Breastfeeding Peer Counsellor Programme

 

Mama-2-Mama breastfeeding peer counsellors are trained to provide breastfeeding support and basic breastfeeding information to mothers. Peer counsellors have graduated from a programme based on the La Leche League New Zealand, Aotearoa, peer counsellor programme and complete up to twenty-four hours of breastfeeding education provided by two Peer Counsellor Administrators. A breastfeeding peer counsellor programme has the potential to increase the numbers of women who start breastfeeding, improve exclusivity of breastfeeding rates and improve duration of breastfeeding rates. Breastfeeding peer counsellors become advocates for breastfeeding in the community.

This increase in breastfeeding rates will reduce the infant morbidity rates, reduce the hospital admission rates and contribute positively to longer term health targets such as a reduction in obesity rates and diabetes and heart disease later in life. It will also contribute significantly to the well-being and health of mothers and afford some protection from depression, breast and ovarian cancer, heart disease and osteoporosis.

The overriding aim of training peer counsellors for breastfeeding is to build capacity within communities for women to support other women with breastfeeding. Making sure that breastfeeding knowledge is built up once again in mother / women networks is a key to breastfeeding continuance

Te Puawaitanga is interested in hearing from any wahine who are interested in doing this free training.  All women with some breastfeeding experience are eligible to take part in this training. What we are really looking for is a passion and commitment to breastfeeding and a desire to pass on helpful information and give support to other breastfeeding women. A bit like Jamie Oliver’s Pass-it-On cooking initiative – providing information to one person and then they can pass it on to someone else! We also know that mothers often have better breastfeeding experiences when they are given good support from their friends.

The sessions run on a weekly basis usually from 9.45am -12.15pm and finish with a celebration graduation lunch. There are ten sessions in total.

§ ENTRIES SUPPLIED:
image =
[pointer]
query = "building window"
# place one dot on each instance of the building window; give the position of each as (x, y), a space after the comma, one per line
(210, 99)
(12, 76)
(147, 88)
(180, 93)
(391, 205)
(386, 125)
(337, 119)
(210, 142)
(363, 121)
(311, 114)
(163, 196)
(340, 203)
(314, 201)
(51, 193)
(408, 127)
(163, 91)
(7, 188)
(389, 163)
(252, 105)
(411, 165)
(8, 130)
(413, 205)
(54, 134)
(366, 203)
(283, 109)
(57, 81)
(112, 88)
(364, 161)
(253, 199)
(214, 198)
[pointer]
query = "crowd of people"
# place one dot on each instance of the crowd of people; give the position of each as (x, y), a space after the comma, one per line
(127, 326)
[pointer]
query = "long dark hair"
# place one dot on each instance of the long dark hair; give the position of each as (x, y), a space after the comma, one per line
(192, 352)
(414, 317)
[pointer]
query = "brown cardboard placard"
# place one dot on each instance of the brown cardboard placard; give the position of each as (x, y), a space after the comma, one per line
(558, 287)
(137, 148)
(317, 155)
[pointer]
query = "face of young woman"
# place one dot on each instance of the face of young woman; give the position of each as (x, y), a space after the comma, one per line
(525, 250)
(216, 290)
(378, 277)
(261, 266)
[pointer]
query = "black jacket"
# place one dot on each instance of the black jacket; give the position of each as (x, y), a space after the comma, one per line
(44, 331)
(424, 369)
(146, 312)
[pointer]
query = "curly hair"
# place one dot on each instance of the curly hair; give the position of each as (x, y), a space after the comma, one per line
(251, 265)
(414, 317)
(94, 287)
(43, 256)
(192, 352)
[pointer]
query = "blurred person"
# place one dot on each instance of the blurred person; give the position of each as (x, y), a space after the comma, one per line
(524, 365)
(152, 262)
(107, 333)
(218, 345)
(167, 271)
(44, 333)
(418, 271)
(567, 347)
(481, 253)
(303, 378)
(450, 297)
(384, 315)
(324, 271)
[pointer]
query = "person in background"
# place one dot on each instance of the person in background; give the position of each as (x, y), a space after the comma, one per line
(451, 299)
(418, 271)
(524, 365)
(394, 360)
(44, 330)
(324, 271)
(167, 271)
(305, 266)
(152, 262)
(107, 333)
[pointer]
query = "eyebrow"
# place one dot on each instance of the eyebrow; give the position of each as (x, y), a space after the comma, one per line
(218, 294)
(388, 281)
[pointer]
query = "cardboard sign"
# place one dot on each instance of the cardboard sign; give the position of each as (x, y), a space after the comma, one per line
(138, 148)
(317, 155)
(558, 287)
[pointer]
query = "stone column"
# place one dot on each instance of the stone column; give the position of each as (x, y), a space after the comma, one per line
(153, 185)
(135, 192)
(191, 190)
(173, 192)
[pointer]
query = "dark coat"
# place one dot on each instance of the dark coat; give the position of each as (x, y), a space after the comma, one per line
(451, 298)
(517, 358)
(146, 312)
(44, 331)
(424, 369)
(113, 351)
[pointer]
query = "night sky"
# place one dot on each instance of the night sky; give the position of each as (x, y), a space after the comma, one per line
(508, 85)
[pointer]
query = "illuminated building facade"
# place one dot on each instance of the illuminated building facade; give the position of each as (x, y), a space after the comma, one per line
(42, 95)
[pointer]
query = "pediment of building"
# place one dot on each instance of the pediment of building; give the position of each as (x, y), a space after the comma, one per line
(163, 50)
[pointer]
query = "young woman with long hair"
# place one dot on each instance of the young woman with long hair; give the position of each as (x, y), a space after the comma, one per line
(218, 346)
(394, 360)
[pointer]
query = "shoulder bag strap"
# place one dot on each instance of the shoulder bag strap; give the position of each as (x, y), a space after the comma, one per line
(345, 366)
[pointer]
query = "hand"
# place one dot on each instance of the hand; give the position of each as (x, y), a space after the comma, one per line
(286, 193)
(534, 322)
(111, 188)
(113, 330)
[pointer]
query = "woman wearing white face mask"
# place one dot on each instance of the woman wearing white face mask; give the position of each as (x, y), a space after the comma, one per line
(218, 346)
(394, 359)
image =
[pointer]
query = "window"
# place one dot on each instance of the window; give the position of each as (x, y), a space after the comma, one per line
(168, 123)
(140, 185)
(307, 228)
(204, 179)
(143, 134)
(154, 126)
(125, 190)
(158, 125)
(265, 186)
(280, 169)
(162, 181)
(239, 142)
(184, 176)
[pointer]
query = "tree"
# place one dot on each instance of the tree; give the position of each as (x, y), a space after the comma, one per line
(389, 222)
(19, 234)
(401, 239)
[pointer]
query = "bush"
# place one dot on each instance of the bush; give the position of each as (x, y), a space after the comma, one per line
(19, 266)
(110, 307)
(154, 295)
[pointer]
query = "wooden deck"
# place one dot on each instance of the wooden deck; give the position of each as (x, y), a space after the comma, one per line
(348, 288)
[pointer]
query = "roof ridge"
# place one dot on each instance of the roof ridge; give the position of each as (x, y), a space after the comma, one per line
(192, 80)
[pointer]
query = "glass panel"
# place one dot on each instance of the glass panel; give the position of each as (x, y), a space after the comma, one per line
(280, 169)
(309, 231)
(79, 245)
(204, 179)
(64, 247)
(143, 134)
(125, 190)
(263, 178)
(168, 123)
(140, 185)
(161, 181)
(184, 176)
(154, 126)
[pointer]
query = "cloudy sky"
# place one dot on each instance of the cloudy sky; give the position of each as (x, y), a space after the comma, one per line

§ PROBLEM DESCRIPTION: Reproduce the text on training peer breastfeeding supporters, word for word and in full.

§ RESULT:
Breastfeeding Peer Counsellor Programme

 

Mama-2-Mama breastfeeding peer counsellors are trained to provide breastfeeding support and basic breastfeeding information to mothers. Peer counsellors have graduated from a programme based on the La Leche League New Zealand, Aotearoa, peer counsellor programme and complete up to twenty-four hours of breastfeeding education provided by two Peer Counsellor Administrators. A breastfeeding peer counsellor programme has the potential to increase the numbers of women who start breastfeeding, improve exclusivity of breastfeeding rates and improve duration of breastfeeding rates. Breastfeeding peer counsellors become advocates for breastfeeding in the community.

This increase in breastfeeding rates will reduce the infant morbidity rates, reduce the hospital admission rates and contribute positively to longer term health targets such as a reduction in obesity rates and diabetes and heart disease later in life. It will also contribute significantly to the well-being and health of mothers and afford some protection from depression, breast and ovarian cancer, heart disease and osteoporosis.

The overriding aim of training peer counsellors for breastfeeding is to build capacity within communities for women to support other women with breastfeeding. Making sure that breastfeeding knowledge is built up once again in mother / women networks is a key to breastfeeding continuance

Te Puawaitanga is interested in hearing from any wahine who are interested in doing this free training.  All women with some breastfeeding experience are eligible to take part in this training. What we are really looking for is a passion and commitment to breastfeeding and a desire to pass on helpful information and give support to other breastfeeding women. A bit like Jamie Oliver’s Pass-it-On cooking initiative – providing information to one person and then they can pass it on to someone else! We also know that mothers often have better breastfeeding experiences when they are given good support from their friends.

The sessions run on a weekly basis usually from 9.45am -12.15pm and finish with a celebration graduation lunch. There are ten sessions in total.